From: Laurent Desnogues <laurent.desnogues@gmail.com>
To: qemu-devel@nongnu.org
Subject: [Qemu-devel] [PATCH][RFC] x86: use globals for CPU registers
Date: Sun, 13 Sep 2009 23:00:08 +0200 [thread overview]
Message-ID: <761ea48b0909131400i33efc212nce026adb75a4f5d2@mail.gmail.com> (raw)
[-- Attachment #1: Type: text/plain, Size: 1637 bytes --]
Hello,
this patch is a proposal to use globals for the 8 or 16 CPU
registers on i386 and x86_64.
I measured the improvement in the following conditions:
- Machine: i7 920
- Software: Fedora11 x86_64 gcc 4.4.1
- Benchmark: SPEC2000 gcc with expr.i input
- User mode
- i386 and x86_64 hosts and targets, with and without the patch
(8 combinations)
────────────────────
WRITTEN REQUEST 1
Pull out every line of the rows that contains the string "step".
The patch message and the rows have no connection to each other.

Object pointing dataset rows
────────────────────
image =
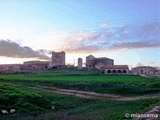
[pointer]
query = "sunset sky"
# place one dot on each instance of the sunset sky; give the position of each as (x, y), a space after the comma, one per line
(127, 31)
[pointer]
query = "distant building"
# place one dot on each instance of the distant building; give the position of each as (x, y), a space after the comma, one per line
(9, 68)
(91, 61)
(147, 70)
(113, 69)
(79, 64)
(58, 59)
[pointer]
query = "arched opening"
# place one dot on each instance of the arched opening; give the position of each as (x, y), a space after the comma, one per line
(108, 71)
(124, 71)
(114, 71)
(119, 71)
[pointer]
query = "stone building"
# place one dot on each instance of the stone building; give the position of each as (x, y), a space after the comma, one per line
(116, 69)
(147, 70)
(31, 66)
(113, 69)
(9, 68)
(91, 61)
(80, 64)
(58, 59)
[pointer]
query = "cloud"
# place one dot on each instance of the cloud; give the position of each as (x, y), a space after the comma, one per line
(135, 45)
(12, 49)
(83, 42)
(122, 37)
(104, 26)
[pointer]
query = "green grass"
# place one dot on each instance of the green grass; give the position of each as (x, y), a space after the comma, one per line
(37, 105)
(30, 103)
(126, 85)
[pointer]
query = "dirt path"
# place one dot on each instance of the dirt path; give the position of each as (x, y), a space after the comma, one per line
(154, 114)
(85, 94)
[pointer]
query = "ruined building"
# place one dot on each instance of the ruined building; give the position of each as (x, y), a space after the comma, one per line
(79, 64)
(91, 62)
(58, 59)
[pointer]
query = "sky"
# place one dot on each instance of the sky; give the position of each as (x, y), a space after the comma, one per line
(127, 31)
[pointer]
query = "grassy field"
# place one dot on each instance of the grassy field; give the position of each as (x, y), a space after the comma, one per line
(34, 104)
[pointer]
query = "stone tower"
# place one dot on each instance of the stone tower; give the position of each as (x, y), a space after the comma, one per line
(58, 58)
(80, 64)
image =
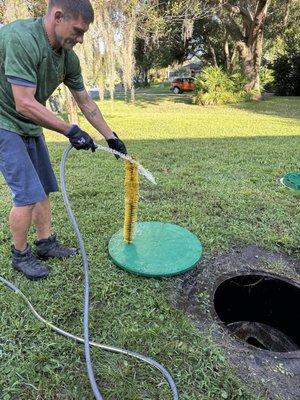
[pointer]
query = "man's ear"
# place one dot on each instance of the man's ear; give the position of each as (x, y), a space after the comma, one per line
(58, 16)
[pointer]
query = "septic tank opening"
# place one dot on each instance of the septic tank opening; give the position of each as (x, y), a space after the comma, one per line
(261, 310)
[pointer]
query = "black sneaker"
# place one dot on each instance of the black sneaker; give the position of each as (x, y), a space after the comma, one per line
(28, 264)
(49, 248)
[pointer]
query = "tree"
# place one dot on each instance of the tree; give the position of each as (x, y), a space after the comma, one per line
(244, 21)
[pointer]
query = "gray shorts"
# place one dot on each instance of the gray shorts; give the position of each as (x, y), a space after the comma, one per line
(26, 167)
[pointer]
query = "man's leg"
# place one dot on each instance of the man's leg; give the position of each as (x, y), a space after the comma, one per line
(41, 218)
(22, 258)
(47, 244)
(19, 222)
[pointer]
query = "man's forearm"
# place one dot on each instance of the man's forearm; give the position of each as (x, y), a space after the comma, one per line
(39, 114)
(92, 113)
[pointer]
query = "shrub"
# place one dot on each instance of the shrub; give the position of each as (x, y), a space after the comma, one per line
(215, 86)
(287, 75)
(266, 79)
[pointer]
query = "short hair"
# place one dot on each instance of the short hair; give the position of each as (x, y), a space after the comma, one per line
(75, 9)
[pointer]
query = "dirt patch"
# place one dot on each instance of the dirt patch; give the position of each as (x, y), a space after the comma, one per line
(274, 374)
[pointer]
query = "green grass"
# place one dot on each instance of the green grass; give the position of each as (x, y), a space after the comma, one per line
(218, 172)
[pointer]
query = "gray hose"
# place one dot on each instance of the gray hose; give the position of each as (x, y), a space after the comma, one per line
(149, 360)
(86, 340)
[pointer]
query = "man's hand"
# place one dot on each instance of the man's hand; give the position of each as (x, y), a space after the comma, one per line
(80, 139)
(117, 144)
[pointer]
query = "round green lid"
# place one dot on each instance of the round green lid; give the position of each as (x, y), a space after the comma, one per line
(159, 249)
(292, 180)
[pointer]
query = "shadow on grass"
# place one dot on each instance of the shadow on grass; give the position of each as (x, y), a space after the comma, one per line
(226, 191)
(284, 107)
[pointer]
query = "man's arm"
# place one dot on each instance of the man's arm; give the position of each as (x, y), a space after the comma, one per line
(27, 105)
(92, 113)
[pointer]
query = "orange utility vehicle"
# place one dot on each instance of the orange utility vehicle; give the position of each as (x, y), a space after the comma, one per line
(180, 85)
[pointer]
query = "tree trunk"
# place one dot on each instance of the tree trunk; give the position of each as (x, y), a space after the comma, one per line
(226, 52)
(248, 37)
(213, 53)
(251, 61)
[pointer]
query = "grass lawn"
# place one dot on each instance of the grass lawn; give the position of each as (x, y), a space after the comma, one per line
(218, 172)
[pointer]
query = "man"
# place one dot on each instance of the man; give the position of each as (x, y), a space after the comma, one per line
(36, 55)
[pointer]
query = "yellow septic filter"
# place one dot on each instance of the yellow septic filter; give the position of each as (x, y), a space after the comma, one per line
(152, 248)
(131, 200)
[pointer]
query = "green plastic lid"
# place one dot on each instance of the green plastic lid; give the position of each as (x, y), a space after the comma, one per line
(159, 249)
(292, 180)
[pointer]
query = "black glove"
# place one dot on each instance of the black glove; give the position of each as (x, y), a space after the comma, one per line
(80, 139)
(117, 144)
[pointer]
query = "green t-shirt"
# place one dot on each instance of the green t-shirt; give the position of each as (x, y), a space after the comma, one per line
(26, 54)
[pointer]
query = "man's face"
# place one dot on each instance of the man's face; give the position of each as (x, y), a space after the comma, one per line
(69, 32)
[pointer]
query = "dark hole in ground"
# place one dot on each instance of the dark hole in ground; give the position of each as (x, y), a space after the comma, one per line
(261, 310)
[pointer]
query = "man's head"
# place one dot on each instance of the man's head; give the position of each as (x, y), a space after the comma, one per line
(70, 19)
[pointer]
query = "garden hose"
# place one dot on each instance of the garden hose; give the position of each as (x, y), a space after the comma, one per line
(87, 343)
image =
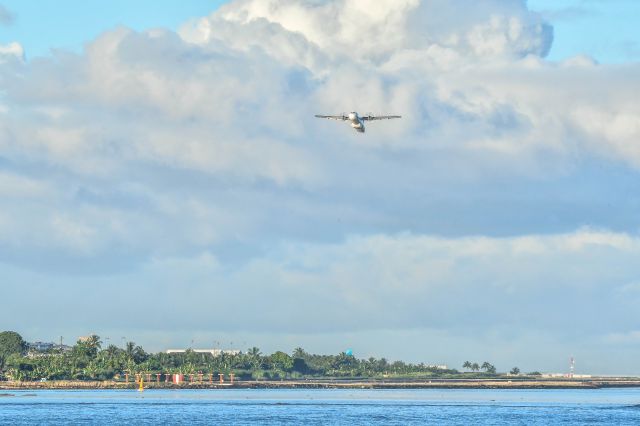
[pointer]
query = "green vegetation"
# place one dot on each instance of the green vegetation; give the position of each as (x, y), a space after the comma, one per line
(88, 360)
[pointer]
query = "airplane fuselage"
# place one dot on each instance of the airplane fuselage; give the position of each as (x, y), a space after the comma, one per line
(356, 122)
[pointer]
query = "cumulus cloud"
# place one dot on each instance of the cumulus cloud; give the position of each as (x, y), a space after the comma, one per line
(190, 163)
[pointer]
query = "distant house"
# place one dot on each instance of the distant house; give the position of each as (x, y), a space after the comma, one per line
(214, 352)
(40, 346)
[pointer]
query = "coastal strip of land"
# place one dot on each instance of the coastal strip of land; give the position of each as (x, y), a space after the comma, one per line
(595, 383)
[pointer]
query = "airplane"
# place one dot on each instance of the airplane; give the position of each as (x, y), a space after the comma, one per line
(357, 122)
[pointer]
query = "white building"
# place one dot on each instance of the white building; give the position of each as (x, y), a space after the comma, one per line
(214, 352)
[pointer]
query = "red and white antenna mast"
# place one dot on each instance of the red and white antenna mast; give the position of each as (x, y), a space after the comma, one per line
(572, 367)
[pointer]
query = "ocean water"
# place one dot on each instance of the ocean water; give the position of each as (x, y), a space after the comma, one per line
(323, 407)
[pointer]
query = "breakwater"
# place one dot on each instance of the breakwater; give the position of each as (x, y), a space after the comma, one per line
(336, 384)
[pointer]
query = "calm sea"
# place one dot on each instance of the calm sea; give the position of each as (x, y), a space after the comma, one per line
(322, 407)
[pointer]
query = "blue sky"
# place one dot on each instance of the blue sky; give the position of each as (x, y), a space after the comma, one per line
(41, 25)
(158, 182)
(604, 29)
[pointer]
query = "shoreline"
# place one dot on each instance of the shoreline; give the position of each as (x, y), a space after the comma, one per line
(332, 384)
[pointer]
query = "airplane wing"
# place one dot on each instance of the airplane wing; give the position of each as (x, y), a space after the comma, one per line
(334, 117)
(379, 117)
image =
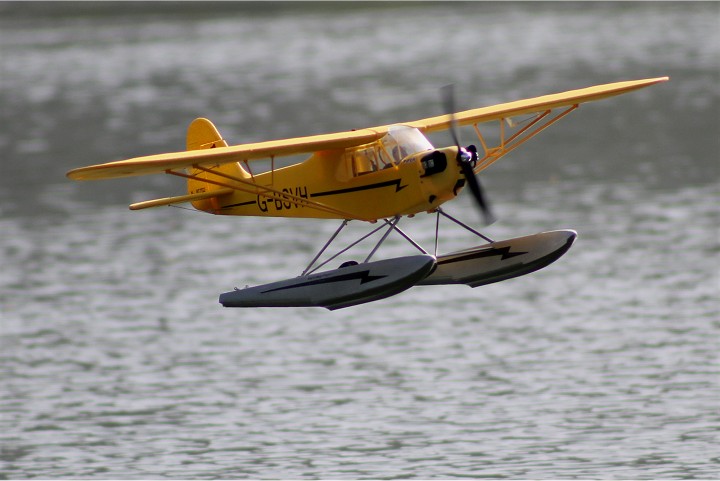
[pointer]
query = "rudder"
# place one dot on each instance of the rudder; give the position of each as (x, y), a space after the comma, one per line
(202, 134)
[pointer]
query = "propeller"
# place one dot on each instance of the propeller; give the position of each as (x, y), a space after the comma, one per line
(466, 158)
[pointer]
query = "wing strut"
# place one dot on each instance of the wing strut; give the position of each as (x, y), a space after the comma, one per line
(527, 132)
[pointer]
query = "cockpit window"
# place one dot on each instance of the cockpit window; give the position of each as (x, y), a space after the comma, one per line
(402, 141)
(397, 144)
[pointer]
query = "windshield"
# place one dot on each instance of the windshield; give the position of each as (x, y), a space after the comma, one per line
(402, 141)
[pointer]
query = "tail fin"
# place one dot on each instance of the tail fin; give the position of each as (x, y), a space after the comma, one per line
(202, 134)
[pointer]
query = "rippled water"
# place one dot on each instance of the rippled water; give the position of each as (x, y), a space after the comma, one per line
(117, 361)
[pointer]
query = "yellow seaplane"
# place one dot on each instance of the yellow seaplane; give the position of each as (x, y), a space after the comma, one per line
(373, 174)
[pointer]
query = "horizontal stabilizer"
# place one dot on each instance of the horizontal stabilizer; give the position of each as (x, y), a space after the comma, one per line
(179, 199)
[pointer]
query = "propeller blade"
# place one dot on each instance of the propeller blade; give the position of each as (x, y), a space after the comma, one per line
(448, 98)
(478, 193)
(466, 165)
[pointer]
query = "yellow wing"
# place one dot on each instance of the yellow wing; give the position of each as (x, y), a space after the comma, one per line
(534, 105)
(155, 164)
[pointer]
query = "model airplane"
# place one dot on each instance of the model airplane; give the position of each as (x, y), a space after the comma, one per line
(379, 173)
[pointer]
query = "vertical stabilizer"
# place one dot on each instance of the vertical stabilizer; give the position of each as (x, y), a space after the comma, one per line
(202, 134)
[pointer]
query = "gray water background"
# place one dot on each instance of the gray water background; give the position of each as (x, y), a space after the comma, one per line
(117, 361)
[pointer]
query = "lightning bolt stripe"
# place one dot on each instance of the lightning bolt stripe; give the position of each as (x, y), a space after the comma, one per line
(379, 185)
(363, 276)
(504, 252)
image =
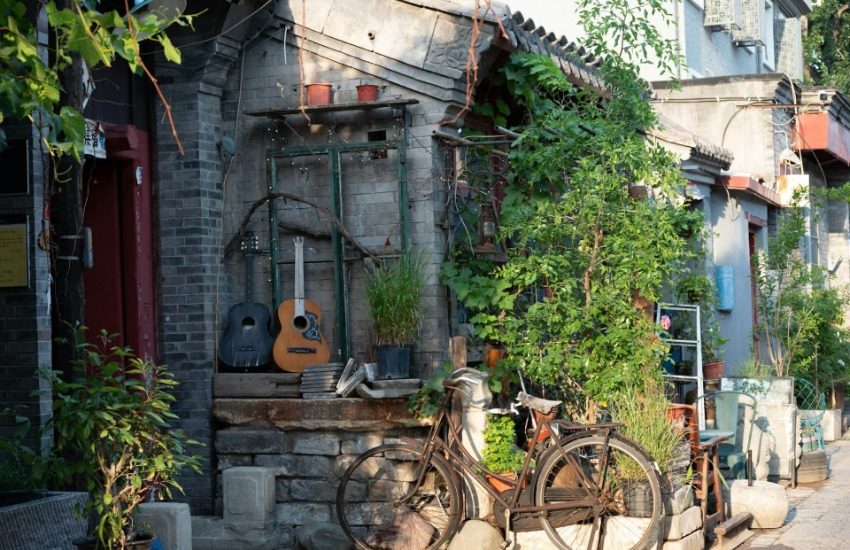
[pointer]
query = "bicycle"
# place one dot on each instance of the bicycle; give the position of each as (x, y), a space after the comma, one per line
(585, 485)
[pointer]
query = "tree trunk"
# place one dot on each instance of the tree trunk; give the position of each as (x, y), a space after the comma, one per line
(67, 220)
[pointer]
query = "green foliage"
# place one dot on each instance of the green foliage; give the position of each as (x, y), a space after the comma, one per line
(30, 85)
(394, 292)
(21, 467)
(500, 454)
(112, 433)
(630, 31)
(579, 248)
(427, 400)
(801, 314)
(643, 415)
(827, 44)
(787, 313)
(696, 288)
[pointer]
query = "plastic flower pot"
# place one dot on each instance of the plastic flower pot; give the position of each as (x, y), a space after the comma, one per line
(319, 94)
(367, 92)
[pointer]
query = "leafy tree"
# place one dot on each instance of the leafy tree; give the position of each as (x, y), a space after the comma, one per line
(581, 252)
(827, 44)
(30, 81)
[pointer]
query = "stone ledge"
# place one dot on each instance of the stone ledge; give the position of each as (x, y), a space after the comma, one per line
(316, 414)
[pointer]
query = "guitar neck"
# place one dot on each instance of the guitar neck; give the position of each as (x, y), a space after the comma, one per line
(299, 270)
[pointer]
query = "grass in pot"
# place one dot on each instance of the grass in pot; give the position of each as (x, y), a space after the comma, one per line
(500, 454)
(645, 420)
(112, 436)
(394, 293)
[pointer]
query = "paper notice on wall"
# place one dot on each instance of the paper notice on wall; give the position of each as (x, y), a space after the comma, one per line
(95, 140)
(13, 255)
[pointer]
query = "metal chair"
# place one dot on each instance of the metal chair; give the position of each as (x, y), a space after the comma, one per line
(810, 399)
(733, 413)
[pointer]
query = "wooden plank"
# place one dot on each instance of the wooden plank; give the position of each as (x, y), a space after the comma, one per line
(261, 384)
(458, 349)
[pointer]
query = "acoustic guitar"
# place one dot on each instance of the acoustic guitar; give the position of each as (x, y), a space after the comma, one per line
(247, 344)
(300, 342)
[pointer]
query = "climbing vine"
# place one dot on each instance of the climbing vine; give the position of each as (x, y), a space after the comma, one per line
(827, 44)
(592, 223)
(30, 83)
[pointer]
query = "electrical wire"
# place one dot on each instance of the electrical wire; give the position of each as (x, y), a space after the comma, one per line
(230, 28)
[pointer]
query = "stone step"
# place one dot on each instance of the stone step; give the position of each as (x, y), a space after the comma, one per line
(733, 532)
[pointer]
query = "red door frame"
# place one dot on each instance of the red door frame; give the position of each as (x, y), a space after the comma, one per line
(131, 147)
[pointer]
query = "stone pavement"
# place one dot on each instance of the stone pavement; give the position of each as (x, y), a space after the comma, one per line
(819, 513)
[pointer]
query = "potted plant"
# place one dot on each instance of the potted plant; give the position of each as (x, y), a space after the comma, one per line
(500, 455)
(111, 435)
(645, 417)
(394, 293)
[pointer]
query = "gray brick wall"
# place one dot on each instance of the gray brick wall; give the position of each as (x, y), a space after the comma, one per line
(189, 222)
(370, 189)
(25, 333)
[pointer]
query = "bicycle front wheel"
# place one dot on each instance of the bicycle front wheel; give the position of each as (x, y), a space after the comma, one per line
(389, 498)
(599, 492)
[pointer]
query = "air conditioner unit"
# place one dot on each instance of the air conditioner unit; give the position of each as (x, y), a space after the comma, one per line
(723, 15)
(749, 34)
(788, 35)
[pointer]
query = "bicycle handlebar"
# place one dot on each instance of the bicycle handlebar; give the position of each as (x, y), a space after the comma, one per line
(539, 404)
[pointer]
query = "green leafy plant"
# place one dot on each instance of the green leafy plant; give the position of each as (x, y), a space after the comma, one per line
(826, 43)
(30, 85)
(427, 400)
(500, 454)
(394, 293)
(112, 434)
────────────────────
WRITTEN REQUEST 2
In the x86 register patch message, which benchmark was used to measure the improvement?

CORRECT ANSWER 1
query = "stone step"
# place one dot on each instance of the stone step; give the position of each as (x, y), a space after the comma, one per line

CORRECT ANSWER 2
SPEC2000 gcc with the expr.i input.